# Challenge 1:
Answer these questions from the controller design passage:
(a) Which two equations are solved together to find $K_{i}$ and $K_{r}$?
(b) What value is selected for the parameter $h$?
(c) What generally happens to the feasible controller parameter set as $h$ is increased?
# Challenge 2:
Write a continuation of the passage on discrete PIR controller design, starting after equation (29).

## start Source passage

Also, $D_{C}$ , $D_{G}$ , $N_{C}$ , and $N_{G}$ are $D_{C} (σ_{z} + j ω_{z})$ , $D_{G} (σ_{z} + j ω_{z})$ , $N_{C} (σ_{z} + j ω_{z})$ , and $N_{G} (σ_{z} + j ω_{z})$ , respectively. Equations (23) and (24) are solved together so as to find the parameters $K_{i}$ and $K_{r}$ depending on the parameter $K_{p}$ .

The discrete PIR controller parameter $h$ is chosen in $Z^{+}$ as mentioned above. It can be seen in section “The discrete PI-PR controller design algorithm for TITO systems” that feasible controller parameter set generally narrows down if the value of $h$ is increased. For this reason, $h$ is selected as 1 to get a larger feasible parameter set in this paper. Hence, $K_{i}$ and $K_{r}$ can be obtained as follows depending on $K_{p}$ for $h = 1$

K_{r} = Q_{1} - K_{p} \frac{{σ_{z}}^{2} + {ω_{z}}^{2}}{{σ_{z}}^{2} + {ω_{z}}^{2} - 2 σ_{z}}

(27)

K_{i} = Q_{2} - K_{p} \frac{{σ_{z}}^{2} + {ω_{z}}^{2} - 2 σ_{z} + 1}{{σ_{z}}^{2} + {ω_{z}}^{2} - 2 σ_{z}}

(28)

where

Q_{1} = \frac{2 σ_{z} ({σ_{z}}^{2} - {ω_{z}}^{2} - σ_{z})}{{σ_{z}}^{2} + {ω_{z}}^{2} - 2 σ_{z}} \frac{{D_{G}}_{Re}}{{N_{G}}_{Re}} + \frac{({σ_{z}}^{2} - {ω_{z}}^{2}) (1 - 2 σ_{z})}{{σ_{z}}^{2} + {ω_{z}}^{2} - 2 σ_{z}} \frac{{D_{G}}_{Im}}{{N_{G}}_{Im}}

(29)

## end Source passage
## start Information supplied

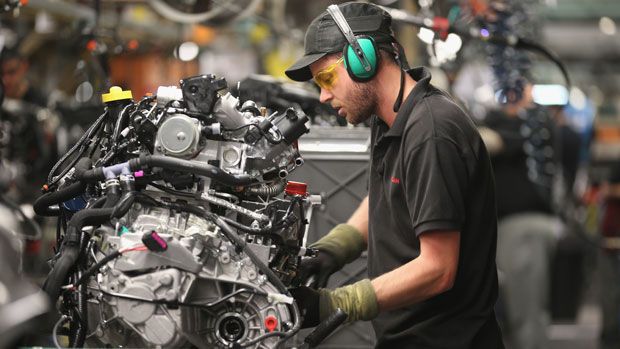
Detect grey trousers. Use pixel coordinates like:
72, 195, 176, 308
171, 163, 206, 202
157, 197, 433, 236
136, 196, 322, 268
497, 213, 562, 349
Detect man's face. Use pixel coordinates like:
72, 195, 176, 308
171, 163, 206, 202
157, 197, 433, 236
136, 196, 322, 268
1, 58, 28, 98
310, 55, 377, 125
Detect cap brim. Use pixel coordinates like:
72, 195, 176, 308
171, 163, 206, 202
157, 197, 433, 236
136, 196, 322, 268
285, 52, 328, 81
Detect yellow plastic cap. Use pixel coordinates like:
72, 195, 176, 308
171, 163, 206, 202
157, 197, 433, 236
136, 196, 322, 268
101, 86, 133, 103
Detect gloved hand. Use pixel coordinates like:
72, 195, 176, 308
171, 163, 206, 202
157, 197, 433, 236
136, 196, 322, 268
297, 224, 366, 288
289, 279, 379, 328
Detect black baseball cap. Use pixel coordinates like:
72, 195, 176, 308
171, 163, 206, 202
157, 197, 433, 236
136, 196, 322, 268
285, 2, 393, 81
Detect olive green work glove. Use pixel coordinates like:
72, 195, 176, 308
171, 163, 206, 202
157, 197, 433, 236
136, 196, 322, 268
297, 224, 366, 288
289, 279, 379, 328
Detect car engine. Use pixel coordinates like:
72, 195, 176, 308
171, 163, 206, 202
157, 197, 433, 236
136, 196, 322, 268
34, 75, 317, 348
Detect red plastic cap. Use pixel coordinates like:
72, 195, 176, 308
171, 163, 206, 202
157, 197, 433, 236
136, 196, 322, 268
284, 181, 308, 196
265, 315, 278, 332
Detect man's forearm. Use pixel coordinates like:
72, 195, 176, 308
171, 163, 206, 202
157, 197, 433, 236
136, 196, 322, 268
347, 196, 368, 244
372, 232, 460, 311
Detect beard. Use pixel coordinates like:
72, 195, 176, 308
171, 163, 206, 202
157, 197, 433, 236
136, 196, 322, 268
346, 81, 378, 125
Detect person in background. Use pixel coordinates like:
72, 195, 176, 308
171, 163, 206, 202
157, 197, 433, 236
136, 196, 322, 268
480, 80, 579, 349
598, 160, 620, 349
0, 49, 56, 203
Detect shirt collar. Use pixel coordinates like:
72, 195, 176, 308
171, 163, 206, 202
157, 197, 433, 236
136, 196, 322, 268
385, 67, 431, 137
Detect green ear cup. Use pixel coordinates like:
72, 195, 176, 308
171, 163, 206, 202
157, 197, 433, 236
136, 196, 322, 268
344, 36, 377, 81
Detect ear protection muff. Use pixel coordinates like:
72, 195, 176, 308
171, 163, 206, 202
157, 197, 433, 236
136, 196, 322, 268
327, 5, 379, 82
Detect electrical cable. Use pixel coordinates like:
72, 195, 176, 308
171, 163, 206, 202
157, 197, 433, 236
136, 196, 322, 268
47, 110, 108, 187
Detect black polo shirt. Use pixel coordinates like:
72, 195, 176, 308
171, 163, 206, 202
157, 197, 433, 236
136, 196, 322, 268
368, 68, 503, 349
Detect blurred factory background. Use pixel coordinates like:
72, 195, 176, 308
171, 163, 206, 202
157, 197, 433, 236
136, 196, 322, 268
0, 0, 620, 349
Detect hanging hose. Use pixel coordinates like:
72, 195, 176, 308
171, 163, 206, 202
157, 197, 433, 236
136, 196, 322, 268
43, 188, 133, 303
33, 158, 92, 216
47, 111, 108, 186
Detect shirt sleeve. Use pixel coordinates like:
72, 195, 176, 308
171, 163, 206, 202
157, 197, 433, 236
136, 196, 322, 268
404, 137, 468, 236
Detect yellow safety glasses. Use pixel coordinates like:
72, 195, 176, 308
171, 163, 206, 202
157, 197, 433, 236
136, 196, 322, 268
314, 57, 344, 90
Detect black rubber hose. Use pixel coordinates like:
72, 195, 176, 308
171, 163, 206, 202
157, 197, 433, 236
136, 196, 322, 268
47, 110, 108, 185
43, 188, 131, 303
78, 155, 256, 186
71, 233, 90, 348
245, 180, 286, 197
32, 182, 86, 216
43, 243, 80, 304
33, 158, 92, 216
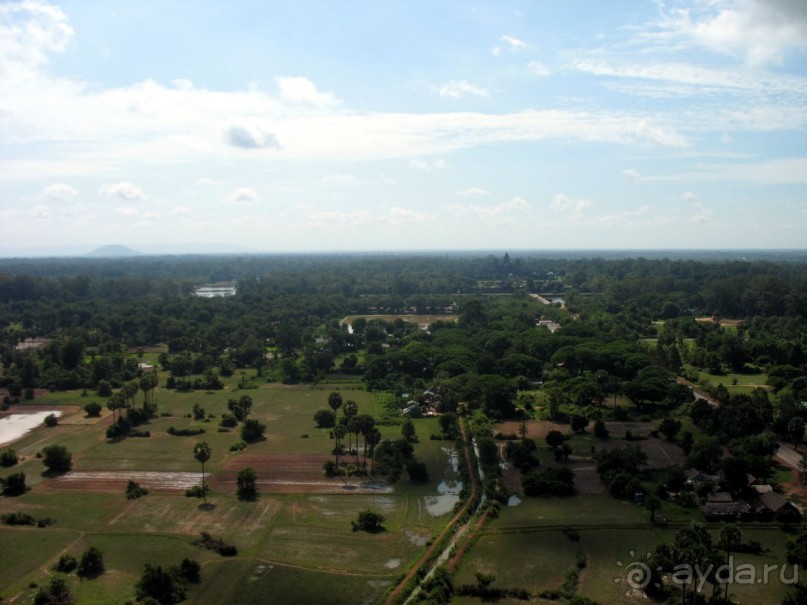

## end Information supplied

# Final answer 1:
(a) Equations (23) and (24).
(b) $h$ is selected as 1.
(c) It generally narrows down.

# Final answer 2:
Q_{2} = \frac{{σ_{z}}^{2} - {ω_{z}}^{2} - σ_{z}}{{σ_{z}}^{2} + {ω_{z}}^{2} - 2 σ_{z}} \frac{{D_{G}}_{Re}}{{N_{G}}_{Re}} + \frac{- 2 {σ_{z}}^{2} + 3 σ_{z} - 1}{{σ_{z}}^{2} + {ω_{z}}^{2} - 2 σ_{z}} \frac{{D_{G}}_{Im}}{{N_{G}}_{Im}}

(30)

When the obtained parameters $K_{i}$ and $K_{r}$ are substituted into the characteristic polynomial, the only unknown parameter remains $K_{p}$ in the polynomial.

To apply the proposed method, the polynomial is written as equation (31) by separating $K_{p}$ from the characteristic polynomial

1 + K_{p} \bar{G} (z) = 0

(31)

where

\bar{G} (z) = \frac{N_{G} (z^{2} - 2 σ_{z} z + {σ_{z}}^{2} + {ω_{z}}^{2})}{({σ_{z}}^{2} + {ω_{z}}^{2} - 2 σ_{z}) (Q_{1} N_{G} (z - 1) + z (- Q_{2} N_{G} z - D_{G} (z - 1)))}

(32)

Here, the orders of the numerator and denominator of $\bar{G} (z)$ are $m + 2$ and $n + 2$ , respectively. Therefore, $\bar{G} (z)$ is a proper rational transfer function.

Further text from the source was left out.